### Written exercise
Output every line of the data exactly as it appears.

### Supplied material

____

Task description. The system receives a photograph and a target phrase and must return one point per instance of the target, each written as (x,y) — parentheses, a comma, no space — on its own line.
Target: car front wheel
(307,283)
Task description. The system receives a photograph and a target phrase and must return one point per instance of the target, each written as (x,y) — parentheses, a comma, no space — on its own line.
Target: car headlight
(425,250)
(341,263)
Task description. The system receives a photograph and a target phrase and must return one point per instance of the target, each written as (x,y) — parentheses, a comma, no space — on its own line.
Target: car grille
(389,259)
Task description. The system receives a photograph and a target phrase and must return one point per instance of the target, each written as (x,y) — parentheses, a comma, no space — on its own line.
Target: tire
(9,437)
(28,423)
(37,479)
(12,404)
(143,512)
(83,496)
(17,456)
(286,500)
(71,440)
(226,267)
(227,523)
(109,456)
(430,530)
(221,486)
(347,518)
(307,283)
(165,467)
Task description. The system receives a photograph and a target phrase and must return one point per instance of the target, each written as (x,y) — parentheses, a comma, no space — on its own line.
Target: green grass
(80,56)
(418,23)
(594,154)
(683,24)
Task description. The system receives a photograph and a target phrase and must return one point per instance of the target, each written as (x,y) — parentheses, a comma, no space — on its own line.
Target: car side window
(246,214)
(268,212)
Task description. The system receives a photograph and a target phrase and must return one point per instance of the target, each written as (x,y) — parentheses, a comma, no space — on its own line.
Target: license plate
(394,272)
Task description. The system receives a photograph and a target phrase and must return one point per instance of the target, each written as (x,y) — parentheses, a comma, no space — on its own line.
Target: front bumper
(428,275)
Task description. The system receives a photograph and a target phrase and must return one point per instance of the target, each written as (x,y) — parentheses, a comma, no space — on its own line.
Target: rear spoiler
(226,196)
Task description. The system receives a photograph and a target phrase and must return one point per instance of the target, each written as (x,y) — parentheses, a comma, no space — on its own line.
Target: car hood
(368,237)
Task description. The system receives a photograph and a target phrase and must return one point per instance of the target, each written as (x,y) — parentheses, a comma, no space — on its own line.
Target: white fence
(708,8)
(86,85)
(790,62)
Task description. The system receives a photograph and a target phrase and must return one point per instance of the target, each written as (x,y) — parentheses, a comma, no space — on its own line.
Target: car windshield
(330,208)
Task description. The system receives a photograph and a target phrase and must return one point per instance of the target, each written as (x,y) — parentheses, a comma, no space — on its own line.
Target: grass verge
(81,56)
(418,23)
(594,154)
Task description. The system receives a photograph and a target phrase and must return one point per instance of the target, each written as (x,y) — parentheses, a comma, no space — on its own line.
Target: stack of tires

____

### Task output
Task description. The system receives a photograph and a target phrase and must return one point per instance of the target, each written as (x,y) — parentheses, a comma, no space — on its own line.
Target: car front wheel
(307,283)
Task description. The system receives a photograph and a target phrase and must return one point per instance of the target, each written as (x,y) — parentheses, a comma, no space — on its own line.
Target: car headlight
(425,250)
(341,263)
Task description. The system receives a photograph and a target phrase and must return one point per instance of the target, each written as (x,y) — parentheses, a comma, no space — on its own line.
Target: car grille
(389,259)
Task description. The system receives a photograph and a target phrase and must return one point per instance of the target, each written as (x,y) — parentheses, a comma, no space — on its own line.
Target: tire
(9,437)
(28,423)
(37,479)
(12,404)
(143,512)
(83,496)
(17,456)
(286,500)
(71,440)
(226,267)
(227,523)
(109,456)
(430,530)
(221,486)
(347,518)
(307,283)
(165,467)
Task description. The system receives a photograph and a target phrase and must return one point per instance of the target, each written as (x,y) — parentheses, a comma, no space — on its own line.
Target: green grass
(80,56)
(418,23)
(594,154)
(683,24)
Task description. The system receives a photograph and a target phrase and must return one point per instance of the target, each written as (x,y) — parentheses, a comma, no space — on its own line.
Target: car side window
(246,214)
(268,212)
Task description. The system receives a photograph and a target phrase and must return one point per instance of the target, each written as (x,y) — parentheses, a comma, no space — on its own line.
Target: license plate
(394,272)
Task description. The system receives a photograph and a target phrase and must return one point per instance of the target, each written as (x,y) — parentheses, a comma, no space — on its own line.
Target: front bumper
(428,275)
Task description. The system receives a photograph and a target phrase and must return one point per instance of the target, each written as (x,y) — parentheses, a comma, no space — on its own line.
Target: rear spoiler
(226,196)
Task description. The system receives a photograph and a target phrase and must return one point per instance of the target, each written as (x,y) — parentheses, a comma, no space — on its own line.
Target: car hood
(368,237)
Task description. The system receives a photograph and a target phrase and must return one point per instance of the target, each written as (x,y) — parentheses, a comma, no space — on its own line.
Target: white fence
(708,8)
(86,85)
(790,62)
Task description. The system receives a photograph and a target phrase and must return one point per instance of the target, each written as (x,y) — parentheses, a comma, no space — on its own line.
Target: car windshield
(330,208)
Task description. The system receives a photograph and a target phrase and must return one point per instance of the target, each written as (x,y) — parentheses, a comma, no space — on its own line.
Target: grass verge
(81,56)
(418,23)
(594,154)
Task description. The system receives a photograph and a target phrase and must return one point per instance of the target, each written as (x,y) — parentheses, a comma, no space — on its own line.
Target: stack of tires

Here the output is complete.